# Recorded data
--- START ---

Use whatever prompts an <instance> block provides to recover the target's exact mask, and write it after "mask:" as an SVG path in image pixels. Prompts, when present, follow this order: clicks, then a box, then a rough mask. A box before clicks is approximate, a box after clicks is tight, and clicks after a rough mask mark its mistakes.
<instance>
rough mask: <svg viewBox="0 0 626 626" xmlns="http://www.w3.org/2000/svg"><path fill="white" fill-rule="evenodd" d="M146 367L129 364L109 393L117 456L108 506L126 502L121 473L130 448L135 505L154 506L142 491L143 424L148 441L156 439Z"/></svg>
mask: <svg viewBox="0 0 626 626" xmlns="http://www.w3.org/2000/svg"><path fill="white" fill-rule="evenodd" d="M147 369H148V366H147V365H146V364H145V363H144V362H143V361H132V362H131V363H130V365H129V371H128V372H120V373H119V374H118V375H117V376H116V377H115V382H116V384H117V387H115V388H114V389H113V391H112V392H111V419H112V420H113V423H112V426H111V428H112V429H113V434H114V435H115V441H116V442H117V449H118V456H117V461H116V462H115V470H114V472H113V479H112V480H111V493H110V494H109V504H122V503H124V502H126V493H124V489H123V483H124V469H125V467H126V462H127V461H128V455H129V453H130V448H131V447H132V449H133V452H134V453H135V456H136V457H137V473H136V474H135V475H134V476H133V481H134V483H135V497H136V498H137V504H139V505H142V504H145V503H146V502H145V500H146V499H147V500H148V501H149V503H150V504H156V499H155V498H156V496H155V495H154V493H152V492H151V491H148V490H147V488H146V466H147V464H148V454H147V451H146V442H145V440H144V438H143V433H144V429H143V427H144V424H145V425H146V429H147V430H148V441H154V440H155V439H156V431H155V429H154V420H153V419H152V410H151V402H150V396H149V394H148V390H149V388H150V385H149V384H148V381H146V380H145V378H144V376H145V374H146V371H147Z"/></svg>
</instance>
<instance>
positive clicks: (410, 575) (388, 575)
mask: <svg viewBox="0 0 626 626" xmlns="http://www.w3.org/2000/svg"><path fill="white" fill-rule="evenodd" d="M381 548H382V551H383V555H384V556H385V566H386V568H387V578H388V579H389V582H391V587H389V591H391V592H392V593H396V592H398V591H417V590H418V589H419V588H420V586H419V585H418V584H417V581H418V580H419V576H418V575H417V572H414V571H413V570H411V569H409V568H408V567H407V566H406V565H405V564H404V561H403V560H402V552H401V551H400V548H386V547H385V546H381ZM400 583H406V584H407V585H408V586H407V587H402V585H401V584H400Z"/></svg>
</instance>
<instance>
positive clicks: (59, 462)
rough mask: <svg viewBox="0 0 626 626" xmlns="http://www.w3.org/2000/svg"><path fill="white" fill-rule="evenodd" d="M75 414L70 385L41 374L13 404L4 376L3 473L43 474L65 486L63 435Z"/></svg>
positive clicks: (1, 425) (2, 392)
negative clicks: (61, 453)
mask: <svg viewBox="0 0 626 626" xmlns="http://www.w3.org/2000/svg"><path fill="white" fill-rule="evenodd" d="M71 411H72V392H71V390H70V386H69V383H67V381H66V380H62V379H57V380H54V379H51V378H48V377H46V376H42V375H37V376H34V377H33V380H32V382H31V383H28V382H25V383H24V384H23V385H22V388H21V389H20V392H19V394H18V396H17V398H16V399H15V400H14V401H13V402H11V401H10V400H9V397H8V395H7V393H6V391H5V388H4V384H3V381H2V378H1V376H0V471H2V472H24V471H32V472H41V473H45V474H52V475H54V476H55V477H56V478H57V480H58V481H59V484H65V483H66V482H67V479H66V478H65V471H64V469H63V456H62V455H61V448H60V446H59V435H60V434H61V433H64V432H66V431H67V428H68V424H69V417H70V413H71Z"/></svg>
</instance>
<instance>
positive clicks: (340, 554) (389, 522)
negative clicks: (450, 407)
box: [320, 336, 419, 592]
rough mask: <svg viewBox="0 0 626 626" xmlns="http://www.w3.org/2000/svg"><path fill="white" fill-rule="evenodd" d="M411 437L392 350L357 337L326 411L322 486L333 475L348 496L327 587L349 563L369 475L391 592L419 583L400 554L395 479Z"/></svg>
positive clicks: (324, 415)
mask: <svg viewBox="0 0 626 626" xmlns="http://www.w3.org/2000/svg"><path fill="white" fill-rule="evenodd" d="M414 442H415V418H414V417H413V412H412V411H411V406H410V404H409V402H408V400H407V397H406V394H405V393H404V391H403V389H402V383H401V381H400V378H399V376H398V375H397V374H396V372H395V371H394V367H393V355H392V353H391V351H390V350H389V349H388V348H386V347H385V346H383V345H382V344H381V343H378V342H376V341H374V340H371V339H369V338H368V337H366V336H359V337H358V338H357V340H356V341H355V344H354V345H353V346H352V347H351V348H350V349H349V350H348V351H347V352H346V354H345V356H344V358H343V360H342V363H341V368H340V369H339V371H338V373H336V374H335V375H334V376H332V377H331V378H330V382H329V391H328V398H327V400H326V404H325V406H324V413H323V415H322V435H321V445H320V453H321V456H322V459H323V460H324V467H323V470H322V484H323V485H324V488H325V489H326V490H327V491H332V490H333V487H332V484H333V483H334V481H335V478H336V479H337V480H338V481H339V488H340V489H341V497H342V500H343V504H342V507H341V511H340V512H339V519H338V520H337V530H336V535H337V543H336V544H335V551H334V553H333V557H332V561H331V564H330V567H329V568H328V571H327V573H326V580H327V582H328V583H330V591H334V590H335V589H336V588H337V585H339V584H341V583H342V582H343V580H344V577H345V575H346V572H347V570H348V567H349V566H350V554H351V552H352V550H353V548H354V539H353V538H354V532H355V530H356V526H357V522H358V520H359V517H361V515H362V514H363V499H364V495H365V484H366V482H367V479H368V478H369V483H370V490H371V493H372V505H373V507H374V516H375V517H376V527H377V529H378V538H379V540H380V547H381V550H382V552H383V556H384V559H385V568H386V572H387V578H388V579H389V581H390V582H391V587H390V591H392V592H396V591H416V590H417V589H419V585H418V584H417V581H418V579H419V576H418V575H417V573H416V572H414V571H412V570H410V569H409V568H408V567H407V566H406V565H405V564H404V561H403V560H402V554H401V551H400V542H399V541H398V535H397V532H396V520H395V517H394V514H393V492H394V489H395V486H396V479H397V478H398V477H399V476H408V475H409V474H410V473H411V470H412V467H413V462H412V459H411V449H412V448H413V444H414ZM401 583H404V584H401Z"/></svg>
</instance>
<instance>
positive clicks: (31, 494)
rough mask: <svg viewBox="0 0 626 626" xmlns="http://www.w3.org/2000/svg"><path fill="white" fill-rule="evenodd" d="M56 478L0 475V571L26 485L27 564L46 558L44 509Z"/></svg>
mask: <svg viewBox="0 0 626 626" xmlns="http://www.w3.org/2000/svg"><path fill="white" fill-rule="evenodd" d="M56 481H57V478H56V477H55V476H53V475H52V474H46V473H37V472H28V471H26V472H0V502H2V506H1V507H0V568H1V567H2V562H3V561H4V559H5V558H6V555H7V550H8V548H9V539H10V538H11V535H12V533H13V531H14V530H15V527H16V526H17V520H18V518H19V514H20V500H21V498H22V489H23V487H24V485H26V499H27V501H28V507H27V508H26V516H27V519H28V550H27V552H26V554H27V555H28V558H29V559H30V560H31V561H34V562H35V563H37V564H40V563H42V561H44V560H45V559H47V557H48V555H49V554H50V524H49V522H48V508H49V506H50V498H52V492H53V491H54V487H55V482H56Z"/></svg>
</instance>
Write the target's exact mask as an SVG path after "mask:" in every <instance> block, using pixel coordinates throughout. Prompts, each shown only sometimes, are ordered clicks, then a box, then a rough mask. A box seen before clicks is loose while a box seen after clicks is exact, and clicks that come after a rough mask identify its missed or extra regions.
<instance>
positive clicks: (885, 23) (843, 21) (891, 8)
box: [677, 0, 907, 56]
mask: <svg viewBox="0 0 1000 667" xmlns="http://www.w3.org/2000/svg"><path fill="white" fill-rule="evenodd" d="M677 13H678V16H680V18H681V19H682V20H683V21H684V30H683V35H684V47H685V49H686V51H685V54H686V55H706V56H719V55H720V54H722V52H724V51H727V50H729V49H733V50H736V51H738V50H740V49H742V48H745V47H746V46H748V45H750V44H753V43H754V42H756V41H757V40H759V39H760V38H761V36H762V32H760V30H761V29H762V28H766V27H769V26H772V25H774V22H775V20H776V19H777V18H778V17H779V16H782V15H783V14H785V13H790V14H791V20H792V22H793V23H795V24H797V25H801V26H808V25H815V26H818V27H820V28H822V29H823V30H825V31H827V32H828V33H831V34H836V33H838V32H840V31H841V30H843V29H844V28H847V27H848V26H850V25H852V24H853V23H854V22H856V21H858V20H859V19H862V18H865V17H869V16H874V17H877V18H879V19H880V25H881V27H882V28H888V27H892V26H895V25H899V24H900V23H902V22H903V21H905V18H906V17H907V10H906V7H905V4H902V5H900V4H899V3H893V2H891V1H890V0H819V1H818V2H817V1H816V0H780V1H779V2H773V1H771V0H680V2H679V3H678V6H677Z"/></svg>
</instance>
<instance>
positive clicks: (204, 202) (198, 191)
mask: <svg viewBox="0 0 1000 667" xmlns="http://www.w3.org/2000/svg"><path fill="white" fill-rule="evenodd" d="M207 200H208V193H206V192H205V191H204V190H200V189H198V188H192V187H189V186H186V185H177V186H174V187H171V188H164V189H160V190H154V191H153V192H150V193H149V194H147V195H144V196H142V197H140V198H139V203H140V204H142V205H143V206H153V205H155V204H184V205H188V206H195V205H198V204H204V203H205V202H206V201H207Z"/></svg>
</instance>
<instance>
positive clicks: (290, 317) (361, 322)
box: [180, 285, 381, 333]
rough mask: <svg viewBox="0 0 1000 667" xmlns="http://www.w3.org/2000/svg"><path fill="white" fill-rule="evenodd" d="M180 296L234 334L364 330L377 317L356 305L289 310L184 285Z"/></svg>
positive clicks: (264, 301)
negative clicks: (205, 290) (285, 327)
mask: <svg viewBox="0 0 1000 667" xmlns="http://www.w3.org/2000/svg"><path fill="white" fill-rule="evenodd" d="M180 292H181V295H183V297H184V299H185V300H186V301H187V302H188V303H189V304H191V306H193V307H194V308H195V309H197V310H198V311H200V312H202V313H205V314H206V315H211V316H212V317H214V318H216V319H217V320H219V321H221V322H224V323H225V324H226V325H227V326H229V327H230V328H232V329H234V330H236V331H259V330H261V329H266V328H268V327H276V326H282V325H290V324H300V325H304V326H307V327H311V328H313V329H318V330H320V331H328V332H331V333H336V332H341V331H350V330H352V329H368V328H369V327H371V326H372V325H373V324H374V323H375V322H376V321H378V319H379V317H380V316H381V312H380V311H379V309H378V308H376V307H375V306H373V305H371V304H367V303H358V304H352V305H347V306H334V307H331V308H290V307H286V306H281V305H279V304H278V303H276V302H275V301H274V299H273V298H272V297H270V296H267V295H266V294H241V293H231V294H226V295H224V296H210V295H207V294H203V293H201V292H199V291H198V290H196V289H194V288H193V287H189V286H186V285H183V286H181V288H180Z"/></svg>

--- END ---

# Instructions to follow
Among the records, find the lines that contain "block" and copy each of them.

# Reply to the task
Use whatever prompts an <instance> block provides to recover the target's exact mask, and write it after "mask:" as an SVG path in image pixels. Prompts, when present, follow this order: clicks, then a box, then a rough mask. A box before clicks is approximate, a box after clicks is tight, and clicks after a rough mask mark its mistakes.
Write the target's exact mask as an SVG path after "mask:" in every <instance> block, using pixel coordinates throughout. Prompts, each shown only sometimes, are ordered clicks, then a box, then a rough mask. A box seen before clicks is loose while a box seen after clicks is exact, and clicks that come after a rough mask identify its missed or extra regions.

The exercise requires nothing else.